- **WORK REQUIRED**:
Render as a numbered list the lines starting at the one containing "Target: small stream" and ending at the one containing "column 992, row 846", leaving out blank lines.
-------- EXTRACTED ENTRIES
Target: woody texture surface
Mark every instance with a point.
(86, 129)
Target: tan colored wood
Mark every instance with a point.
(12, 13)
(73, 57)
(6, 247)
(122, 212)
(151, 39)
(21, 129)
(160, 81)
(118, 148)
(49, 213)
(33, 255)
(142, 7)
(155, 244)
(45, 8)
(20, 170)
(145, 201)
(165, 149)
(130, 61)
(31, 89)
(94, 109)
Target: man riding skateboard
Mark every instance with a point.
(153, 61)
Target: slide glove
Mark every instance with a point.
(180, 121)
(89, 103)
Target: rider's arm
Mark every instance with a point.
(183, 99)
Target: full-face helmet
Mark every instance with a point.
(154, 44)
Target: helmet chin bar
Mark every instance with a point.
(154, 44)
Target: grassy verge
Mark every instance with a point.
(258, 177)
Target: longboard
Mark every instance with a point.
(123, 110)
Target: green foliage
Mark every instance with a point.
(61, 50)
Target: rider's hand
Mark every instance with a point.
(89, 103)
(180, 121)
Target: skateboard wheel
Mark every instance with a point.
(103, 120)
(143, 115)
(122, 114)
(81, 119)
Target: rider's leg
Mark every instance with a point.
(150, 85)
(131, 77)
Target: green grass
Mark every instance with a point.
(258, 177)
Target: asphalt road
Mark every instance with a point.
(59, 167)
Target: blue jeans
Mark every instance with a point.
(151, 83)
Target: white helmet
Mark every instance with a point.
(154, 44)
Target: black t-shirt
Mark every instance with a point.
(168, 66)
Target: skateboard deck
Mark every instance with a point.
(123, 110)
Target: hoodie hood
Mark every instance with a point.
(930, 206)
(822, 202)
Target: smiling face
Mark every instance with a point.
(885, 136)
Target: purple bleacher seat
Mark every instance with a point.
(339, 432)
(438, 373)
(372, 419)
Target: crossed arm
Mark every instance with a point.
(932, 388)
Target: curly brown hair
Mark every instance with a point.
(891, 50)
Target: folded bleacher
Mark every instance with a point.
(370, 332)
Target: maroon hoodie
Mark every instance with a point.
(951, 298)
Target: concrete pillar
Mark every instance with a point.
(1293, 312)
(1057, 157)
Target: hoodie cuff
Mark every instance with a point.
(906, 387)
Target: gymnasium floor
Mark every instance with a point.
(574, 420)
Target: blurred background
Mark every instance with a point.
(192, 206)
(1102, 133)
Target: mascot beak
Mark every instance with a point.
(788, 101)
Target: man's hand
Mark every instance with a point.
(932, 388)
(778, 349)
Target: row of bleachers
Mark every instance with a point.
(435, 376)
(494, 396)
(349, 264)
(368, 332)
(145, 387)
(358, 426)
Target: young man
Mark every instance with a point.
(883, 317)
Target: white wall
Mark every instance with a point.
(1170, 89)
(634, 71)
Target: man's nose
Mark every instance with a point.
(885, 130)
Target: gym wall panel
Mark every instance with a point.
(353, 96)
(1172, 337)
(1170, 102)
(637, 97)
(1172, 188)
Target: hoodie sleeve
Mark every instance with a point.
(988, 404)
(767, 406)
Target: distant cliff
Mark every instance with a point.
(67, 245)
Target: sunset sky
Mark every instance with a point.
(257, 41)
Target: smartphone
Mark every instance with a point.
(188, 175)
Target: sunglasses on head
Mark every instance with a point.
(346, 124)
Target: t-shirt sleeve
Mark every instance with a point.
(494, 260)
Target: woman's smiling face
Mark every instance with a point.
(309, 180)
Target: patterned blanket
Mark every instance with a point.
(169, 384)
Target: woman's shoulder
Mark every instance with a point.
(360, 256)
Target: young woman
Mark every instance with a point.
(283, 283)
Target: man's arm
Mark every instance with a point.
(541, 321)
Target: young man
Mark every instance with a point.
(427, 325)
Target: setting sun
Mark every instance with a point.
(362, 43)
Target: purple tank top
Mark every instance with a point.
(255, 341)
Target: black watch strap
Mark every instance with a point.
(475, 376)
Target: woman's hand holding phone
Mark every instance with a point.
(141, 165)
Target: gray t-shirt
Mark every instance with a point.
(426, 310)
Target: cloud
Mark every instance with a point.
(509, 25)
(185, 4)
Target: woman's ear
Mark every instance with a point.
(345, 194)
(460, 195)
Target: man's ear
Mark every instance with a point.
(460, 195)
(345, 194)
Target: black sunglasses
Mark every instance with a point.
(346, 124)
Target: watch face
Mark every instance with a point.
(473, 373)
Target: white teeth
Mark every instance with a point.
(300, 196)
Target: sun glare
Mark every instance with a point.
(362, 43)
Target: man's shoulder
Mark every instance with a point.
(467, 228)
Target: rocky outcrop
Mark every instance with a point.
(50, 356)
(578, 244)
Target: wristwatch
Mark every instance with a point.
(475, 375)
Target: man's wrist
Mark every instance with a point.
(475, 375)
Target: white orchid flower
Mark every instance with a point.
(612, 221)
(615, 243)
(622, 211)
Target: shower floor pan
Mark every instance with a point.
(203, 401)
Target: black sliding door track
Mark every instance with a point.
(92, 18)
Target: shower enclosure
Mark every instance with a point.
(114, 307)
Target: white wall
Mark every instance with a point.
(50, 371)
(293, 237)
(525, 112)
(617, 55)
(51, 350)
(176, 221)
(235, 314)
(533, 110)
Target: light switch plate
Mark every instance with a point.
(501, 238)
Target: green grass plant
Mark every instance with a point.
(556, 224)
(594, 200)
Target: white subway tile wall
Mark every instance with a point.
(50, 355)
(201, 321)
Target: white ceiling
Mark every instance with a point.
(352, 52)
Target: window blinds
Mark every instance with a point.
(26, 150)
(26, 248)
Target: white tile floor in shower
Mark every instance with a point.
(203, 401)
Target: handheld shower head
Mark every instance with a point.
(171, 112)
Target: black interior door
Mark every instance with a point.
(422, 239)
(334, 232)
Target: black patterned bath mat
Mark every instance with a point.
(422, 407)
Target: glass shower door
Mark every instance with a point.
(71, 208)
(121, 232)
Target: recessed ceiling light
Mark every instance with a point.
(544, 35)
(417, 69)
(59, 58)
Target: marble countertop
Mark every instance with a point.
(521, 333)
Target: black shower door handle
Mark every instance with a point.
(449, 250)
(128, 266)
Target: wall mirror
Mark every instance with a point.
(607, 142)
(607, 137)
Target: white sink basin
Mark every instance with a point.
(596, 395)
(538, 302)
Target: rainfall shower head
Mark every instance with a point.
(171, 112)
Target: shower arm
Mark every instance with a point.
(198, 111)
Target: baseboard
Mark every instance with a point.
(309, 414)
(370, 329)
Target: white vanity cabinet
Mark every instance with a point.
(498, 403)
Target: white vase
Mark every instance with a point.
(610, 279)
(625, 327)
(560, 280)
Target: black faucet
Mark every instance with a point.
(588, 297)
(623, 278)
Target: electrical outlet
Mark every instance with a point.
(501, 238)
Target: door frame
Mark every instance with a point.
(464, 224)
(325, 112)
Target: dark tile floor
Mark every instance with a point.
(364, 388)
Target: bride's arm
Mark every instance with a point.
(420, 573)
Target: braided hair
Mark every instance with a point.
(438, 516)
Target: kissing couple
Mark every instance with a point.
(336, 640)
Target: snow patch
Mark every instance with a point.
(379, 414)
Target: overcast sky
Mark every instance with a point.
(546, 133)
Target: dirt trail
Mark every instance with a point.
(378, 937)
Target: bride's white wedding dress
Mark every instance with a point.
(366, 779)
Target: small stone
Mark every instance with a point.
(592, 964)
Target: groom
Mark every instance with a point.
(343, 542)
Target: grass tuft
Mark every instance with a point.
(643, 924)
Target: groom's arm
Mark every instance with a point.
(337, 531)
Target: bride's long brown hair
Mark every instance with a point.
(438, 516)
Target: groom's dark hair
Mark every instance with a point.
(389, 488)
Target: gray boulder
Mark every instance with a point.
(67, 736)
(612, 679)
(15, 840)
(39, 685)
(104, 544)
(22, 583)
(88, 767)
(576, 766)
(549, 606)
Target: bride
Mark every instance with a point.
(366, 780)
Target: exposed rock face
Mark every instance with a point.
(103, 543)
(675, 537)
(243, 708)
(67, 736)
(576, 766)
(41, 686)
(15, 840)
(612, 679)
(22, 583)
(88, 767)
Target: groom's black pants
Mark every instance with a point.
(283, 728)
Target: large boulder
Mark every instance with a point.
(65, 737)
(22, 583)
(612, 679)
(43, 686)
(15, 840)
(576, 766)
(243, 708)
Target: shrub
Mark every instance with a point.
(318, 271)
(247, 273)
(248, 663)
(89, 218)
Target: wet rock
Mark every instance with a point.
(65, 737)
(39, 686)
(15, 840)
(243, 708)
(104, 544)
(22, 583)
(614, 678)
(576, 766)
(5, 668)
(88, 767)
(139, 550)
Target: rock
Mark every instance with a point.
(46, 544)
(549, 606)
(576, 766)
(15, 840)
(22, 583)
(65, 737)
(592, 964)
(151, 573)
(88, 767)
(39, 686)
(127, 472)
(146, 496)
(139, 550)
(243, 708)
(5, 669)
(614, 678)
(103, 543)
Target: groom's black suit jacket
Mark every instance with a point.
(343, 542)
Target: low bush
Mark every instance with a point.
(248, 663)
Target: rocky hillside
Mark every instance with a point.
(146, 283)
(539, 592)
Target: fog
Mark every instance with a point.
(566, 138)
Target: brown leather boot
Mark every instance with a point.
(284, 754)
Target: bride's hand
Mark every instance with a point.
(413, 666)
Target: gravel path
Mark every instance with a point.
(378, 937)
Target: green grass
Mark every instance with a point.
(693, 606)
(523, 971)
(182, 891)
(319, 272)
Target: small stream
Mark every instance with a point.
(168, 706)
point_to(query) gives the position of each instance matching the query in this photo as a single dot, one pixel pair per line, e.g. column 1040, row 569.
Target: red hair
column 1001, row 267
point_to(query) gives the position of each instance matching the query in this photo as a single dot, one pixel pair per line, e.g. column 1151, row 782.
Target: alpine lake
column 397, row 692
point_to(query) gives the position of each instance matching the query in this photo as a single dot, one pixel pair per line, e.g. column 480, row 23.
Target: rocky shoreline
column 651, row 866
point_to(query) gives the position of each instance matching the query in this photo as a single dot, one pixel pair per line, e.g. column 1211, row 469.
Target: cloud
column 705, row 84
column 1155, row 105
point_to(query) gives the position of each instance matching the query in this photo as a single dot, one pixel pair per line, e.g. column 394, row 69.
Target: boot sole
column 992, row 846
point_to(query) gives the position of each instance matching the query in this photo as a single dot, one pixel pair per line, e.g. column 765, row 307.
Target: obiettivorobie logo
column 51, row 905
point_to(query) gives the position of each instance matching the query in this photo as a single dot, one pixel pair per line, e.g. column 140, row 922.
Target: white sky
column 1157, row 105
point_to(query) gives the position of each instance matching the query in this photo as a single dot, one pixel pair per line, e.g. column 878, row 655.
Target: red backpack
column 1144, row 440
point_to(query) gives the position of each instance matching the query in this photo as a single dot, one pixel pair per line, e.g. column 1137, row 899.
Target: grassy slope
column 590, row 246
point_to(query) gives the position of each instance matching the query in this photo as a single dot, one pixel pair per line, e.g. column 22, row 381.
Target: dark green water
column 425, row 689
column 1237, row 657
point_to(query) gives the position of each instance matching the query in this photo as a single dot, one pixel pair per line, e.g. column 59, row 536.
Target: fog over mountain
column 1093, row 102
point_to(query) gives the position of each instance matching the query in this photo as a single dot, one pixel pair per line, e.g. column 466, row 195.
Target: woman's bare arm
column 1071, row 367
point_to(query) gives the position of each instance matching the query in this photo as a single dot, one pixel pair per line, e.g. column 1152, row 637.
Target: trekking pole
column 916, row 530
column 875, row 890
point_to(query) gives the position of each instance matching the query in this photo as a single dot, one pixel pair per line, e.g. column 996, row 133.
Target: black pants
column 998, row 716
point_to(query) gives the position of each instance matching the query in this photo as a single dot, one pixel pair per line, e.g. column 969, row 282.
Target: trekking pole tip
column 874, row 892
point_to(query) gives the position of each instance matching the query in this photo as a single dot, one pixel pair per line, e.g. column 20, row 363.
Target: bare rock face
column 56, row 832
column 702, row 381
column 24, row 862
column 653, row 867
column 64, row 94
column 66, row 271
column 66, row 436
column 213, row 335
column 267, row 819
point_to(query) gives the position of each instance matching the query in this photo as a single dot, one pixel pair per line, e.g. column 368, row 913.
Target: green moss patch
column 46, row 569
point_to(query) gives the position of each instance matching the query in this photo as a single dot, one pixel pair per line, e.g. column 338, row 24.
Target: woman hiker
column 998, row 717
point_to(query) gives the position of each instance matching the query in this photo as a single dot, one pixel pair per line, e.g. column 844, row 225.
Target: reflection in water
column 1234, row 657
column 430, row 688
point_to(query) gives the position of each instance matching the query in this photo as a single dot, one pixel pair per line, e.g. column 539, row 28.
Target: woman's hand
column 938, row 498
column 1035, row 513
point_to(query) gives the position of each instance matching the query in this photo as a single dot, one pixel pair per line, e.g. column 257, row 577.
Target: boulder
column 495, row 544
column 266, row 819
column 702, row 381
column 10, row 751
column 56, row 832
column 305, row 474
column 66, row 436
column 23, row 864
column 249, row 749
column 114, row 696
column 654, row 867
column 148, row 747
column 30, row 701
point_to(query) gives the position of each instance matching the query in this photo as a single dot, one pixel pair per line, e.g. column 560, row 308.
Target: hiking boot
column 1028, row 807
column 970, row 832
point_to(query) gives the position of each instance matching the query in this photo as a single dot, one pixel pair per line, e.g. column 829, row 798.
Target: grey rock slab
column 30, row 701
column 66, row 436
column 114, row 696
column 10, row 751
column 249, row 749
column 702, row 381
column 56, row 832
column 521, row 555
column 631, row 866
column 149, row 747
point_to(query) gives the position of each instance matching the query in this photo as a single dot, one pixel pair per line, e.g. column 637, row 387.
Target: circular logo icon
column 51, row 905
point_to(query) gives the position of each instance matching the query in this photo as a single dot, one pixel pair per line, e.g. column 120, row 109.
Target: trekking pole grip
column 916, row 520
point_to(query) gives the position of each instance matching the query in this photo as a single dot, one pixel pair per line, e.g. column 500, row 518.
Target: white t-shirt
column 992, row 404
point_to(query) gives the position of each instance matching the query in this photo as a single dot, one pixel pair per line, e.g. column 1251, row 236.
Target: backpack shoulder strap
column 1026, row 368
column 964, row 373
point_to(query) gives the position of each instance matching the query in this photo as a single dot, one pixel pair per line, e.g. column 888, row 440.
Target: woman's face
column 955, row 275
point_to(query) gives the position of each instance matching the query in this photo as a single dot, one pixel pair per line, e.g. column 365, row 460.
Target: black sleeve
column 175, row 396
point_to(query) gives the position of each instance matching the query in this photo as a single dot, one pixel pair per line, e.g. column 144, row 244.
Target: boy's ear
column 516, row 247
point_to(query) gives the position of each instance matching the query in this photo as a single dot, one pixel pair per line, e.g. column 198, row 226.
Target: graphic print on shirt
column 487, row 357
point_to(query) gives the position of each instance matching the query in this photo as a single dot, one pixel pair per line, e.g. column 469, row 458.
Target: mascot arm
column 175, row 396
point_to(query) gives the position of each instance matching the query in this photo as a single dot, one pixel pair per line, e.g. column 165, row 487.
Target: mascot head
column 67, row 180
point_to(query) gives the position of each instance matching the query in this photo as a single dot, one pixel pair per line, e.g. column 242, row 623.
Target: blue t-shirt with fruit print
----------------
- **IN RESPONSE**:
1. Target: small stream
2. Mark every instance with a point.
3. (168, 706)
4. point_to(query) gives the position of each instance matching the query in this photo as a single dot, one pixel pair per line, e.g. column 1040, row 569.
5. Target: red hair
6. column 1001, row 267
7. point_to(query) gives the position of each instance matching the query in this photo as a single dot, one pixel pair per line, e.g. column 1151, row 782.
8. Target: alpine lake
9. column 397, row 692
10. point_to(query) gives the position of each instance matching the query in this photo as a single dot, one pixel pair per line, e.g. column 480, row 23.
11. Target: rocky shoreline
12. column 651, row 866
13. point_to(query) gives the position of each instance matching the query in this photo as a single dot, one pixel pair per line, e.g. column 1211, row 469.
14. Target: cloud
15. column 705, row 84
16. column 1155, row 105
17. point_to(query) gives the position of each instance matching the query in this photo as a single dot, one pixel pair per line, e.g. column 394, row 69.
18. Target: boot sole
19. column 992, row 846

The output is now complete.